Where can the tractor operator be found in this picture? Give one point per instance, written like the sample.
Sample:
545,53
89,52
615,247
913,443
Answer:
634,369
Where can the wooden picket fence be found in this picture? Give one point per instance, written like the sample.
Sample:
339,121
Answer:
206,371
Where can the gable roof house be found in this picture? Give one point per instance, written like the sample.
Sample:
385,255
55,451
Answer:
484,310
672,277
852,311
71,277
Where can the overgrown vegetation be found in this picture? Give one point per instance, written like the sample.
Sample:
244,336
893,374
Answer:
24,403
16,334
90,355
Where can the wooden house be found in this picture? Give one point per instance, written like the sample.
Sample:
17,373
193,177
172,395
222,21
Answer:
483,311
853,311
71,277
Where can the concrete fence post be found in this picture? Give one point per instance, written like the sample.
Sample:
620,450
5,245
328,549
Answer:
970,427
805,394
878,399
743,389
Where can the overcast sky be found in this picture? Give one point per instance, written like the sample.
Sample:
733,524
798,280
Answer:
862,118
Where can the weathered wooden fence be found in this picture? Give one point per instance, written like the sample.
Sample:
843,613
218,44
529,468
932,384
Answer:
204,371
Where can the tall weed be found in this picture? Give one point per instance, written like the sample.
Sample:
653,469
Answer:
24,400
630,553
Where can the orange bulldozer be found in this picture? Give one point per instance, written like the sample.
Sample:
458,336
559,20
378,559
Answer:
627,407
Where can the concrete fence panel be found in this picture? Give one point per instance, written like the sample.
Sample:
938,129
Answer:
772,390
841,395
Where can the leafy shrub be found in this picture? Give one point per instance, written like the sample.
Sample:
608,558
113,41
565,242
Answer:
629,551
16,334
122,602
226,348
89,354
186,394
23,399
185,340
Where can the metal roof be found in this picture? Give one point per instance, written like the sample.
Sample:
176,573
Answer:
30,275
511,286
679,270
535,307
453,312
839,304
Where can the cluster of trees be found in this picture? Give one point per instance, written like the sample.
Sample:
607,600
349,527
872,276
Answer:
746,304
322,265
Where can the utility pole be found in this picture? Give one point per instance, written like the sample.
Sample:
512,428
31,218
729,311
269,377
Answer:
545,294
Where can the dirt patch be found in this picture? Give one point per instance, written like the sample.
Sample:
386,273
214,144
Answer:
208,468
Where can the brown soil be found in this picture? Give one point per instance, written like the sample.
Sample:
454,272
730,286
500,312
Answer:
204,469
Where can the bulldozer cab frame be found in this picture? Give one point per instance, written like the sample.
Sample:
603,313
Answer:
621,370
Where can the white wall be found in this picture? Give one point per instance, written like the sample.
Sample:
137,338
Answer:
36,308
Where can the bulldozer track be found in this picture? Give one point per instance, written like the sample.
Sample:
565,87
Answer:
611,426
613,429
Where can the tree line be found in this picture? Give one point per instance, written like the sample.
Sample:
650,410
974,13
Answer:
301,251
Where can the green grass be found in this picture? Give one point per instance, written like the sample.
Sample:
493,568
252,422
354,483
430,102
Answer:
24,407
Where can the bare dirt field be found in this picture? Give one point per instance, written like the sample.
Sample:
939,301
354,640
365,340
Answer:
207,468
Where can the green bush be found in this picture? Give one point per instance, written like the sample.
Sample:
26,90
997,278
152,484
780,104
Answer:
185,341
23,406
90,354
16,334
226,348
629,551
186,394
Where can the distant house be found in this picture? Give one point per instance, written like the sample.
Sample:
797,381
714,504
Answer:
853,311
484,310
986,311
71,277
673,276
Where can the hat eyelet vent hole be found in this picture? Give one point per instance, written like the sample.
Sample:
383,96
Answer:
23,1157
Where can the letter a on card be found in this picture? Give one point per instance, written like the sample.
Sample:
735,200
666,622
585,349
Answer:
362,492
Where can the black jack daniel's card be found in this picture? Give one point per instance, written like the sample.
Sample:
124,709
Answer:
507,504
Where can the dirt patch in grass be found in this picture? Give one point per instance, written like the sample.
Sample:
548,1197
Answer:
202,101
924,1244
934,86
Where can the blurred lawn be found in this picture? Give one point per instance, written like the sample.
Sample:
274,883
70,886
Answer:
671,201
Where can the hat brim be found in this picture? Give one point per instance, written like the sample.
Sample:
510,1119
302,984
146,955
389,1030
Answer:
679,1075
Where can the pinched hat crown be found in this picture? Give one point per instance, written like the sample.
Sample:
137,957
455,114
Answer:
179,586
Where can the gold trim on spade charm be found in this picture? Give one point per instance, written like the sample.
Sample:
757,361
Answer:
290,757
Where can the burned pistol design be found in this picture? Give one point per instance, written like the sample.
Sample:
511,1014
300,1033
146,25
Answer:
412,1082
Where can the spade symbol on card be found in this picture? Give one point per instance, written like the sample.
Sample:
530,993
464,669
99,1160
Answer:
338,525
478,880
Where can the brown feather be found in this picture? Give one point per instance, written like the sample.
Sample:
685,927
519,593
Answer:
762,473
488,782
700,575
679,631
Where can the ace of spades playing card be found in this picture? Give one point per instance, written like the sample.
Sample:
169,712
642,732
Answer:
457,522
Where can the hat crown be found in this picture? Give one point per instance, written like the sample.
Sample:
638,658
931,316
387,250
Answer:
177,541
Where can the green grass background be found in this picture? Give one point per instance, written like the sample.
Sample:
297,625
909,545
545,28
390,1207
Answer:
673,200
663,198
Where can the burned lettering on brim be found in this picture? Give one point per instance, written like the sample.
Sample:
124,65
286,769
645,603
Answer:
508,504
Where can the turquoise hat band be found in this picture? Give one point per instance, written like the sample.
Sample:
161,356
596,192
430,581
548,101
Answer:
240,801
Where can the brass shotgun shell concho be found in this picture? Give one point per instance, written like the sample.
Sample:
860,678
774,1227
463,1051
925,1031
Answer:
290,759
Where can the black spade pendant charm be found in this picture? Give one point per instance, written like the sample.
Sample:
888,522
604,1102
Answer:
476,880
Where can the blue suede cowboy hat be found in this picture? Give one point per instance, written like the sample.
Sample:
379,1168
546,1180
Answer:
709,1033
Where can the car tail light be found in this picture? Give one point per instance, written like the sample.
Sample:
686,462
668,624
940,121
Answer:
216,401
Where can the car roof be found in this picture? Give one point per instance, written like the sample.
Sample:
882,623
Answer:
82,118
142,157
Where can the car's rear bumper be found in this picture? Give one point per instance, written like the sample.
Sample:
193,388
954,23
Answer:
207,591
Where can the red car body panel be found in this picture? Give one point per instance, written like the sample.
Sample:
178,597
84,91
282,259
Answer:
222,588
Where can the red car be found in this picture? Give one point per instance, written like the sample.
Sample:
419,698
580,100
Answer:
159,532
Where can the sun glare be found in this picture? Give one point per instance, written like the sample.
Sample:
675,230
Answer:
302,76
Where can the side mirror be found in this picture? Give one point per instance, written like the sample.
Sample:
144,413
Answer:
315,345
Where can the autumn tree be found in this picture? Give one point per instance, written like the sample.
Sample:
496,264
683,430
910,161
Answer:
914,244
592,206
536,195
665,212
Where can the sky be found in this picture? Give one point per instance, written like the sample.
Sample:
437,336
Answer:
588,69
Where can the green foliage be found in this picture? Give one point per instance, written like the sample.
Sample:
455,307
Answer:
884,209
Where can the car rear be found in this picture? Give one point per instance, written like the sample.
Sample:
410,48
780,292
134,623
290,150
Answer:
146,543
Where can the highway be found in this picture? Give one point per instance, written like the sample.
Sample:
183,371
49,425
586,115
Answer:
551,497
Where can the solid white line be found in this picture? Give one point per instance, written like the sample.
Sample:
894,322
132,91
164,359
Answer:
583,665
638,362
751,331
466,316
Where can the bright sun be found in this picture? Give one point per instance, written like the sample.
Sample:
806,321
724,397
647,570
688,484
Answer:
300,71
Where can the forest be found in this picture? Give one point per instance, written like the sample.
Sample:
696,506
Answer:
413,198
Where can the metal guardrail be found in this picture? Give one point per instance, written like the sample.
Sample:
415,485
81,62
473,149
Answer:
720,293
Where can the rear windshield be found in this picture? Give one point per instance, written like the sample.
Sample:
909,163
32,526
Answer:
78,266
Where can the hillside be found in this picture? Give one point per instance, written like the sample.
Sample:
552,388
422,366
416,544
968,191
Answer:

——

▶ Set task:
Reproduce the material without changes, from the line containing "Where can the forest" through its final line.

▶ Completed task:
Where can the forest be found in this picture? Give one point per instance, written like the sample.
Sample:
696,506
Answer:
413,198
Where can the metal guardrail be found in this picture? Give one point per instance, written like the sample.
Sample:
415,485
81,62
473,149
Answer:
720,293
Where can the rear windshield be found in this picture? Give one point per instance, written like the sample.
Sample:
909,163
32,526
Answer:
78,266
Where can the hillside be found in this picture? Give one point per instance, written like the sample.
Sample:
552,388
422,366
416,544
968,191
Answer:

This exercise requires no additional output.